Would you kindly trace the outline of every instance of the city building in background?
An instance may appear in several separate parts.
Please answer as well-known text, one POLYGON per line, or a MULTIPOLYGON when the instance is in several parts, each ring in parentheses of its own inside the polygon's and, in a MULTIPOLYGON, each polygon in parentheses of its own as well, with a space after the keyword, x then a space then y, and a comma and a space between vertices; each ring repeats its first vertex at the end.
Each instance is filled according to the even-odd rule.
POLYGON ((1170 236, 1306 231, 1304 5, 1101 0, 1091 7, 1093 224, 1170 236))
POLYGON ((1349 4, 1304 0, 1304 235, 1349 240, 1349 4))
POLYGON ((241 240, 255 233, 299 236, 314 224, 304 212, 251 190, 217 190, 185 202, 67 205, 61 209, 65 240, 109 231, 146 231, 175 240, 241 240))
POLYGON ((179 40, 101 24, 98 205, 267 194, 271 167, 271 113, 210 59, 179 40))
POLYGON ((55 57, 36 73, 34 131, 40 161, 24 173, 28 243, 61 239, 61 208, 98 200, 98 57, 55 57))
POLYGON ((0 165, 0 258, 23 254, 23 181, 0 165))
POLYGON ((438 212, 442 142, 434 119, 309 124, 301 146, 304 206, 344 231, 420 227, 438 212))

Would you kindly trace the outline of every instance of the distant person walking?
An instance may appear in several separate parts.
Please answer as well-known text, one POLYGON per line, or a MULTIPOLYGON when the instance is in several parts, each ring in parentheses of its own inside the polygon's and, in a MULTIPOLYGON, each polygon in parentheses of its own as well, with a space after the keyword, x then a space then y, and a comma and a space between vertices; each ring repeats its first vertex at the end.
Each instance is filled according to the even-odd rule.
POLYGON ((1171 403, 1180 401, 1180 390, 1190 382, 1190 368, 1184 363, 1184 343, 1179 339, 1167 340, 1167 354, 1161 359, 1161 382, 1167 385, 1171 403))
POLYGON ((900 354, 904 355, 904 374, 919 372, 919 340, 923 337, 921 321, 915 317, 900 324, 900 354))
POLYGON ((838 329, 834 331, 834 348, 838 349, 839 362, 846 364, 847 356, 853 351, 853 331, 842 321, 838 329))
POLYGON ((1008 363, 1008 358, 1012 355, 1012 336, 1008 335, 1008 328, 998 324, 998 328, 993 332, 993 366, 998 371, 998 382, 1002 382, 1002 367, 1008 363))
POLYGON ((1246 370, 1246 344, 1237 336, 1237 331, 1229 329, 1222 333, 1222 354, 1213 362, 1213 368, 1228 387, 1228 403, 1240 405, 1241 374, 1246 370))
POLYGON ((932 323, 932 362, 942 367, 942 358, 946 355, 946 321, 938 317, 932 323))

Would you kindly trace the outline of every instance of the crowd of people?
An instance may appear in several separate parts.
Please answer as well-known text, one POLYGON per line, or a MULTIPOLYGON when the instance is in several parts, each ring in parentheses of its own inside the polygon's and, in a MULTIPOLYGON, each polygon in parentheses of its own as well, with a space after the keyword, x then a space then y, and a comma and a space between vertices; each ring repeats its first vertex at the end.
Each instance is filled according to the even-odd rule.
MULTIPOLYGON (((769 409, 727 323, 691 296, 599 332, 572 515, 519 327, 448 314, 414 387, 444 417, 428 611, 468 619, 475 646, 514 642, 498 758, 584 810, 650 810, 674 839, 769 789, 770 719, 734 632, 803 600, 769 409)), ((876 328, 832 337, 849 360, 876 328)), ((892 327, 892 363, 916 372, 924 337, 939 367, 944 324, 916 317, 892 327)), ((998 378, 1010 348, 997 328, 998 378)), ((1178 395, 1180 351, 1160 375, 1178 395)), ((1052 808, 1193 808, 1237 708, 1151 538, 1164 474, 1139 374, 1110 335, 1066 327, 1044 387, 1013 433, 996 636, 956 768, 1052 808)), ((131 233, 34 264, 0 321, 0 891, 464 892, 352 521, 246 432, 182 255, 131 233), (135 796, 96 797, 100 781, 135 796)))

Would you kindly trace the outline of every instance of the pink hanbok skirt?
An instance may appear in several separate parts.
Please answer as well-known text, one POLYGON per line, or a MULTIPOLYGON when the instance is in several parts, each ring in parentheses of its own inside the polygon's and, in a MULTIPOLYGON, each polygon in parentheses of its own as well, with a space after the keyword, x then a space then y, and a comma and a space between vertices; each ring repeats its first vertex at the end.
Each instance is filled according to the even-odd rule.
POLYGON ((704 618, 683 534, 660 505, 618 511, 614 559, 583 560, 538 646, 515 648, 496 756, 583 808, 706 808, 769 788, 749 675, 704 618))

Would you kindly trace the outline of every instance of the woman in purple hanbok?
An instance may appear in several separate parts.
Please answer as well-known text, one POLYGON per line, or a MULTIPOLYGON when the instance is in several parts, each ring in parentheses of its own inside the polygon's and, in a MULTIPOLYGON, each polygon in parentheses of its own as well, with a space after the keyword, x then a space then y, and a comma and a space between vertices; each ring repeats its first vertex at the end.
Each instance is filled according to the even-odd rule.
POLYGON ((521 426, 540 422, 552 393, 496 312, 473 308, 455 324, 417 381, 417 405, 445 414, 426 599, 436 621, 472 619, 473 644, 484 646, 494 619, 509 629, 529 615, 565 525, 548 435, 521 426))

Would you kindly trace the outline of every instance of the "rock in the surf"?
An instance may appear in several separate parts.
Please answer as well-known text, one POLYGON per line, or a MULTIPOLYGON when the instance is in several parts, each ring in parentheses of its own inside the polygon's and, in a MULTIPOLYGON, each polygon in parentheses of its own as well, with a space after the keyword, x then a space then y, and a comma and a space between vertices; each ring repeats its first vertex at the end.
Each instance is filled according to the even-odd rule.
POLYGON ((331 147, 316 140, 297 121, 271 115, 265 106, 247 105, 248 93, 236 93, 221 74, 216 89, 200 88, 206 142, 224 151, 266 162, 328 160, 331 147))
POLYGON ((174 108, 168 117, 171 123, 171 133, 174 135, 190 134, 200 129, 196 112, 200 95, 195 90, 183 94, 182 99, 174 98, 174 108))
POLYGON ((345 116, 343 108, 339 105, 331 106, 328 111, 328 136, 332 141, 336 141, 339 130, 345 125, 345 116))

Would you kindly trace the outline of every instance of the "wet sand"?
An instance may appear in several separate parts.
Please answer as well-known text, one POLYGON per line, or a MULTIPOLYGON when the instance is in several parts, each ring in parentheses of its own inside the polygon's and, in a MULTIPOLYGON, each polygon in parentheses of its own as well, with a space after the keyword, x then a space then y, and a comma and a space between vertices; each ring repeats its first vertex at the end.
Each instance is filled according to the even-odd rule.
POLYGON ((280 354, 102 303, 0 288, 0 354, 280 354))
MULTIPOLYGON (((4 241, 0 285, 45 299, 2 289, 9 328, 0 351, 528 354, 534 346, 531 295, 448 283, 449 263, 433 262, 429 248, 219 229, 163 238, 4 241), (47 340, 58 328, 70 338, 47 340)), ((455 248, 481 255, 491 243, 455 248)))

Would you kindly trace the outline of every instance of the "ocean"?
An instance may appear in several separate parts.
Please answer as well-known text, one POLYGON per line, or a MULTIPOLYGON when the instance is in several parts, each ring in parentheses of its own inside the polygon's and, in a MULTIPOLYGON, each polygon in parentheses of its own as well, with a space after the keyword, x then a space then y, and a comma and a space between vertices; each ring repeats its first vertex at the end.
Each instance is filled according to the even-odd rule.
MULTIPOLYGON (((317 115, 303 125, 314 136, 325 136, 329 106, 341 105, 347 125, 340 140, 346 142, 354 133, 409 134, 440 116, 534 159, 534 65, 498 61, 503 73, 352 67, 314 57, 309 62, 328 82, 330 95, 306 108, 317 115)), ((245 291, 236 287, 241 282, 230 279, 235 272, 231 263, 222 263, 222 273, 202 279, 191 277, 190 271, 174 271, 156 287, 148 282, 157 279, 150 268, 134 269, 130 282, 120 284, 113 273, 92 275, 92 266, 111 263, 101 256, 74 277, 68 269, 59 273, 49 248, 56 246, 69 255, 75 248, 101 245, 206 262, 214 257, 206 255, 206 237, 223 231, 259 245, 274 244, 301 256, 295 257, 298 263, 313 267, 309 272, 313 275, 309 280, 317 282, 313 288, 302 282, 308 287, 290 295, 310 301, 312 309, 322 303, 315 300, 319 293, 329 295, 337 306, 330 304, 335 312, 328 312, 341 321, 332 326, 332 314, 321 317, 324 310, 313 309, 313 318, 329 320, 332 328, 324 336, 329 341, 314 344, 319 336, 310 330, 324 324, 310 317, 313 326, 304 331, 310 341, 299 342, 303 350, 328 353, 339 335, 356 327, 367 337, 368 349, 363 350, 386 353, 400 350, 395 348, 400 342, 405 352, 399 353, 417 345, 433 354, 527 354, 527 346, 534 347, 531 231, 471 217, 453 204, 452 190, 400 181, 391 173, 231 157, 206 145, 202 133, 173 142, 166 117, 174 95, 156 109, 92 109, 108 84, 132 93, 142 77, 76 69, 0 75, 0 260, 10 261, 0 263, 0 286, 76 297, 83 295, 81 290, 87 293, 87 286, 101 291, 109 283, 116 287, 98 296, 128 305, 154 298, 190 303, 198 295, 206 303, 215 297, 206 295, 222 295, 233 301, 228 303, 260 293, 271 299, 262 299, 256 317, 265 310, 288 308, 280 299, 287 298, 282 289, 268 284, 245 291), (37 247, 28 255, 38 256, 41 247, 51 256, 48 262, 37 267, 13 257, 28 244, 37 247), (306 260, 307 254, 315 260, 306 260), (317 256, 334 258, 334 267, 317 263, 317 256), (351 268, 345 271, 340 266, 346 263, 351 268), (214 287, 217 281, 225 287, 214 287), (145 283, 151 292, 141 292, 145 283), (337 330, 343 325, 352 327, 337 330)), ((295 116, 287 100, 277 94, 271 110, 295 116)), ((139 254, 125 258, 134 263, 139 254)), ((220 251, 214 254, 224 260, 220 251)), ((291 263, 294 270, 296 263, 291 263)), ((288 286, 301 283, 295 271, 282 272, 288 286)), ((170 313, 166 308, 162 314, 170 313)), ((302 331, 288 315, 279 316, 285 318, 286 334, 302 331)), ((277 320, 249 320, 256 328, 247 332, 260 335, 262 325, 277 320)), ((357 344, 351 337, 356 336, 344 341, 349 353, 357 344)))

────

Instructions for the task :: Please write out the records from the line with "in purple hanbok?" up to and including the line with "POLYGON ((521 426, 540", substituting "violet" for "purple" and leaving everything else as it stands. Give only those lines.

Solution for this problem ::
Would you kindly trace the outline of every instance of the woman in violet hanbok?
An instance may appear in several separate parts.
Please answer as well-known text, one POLYGON per line, or a MULTIPOLYGON when the instance is in several parts, each ring in parentheses of its own inside the polygon's and, in a MULTIPOLYGON, each polygon in parentheses of its own as well, with a space after the keyword, x then a space then y, and a comma and a space between vertices; each ring repeats its first vertex at the end.
Each instance is filled according to the even-odd rule.
POLYGON ((521 426, 540 422, 552 393, 496 312, 473 308, 455 324, 417 381, 417 405, 445 414, 426 599, 436 621, 472 619, 473 644, 484 646, 494 619, 509 629, 529 615, 565 525, 548 435, 521 426))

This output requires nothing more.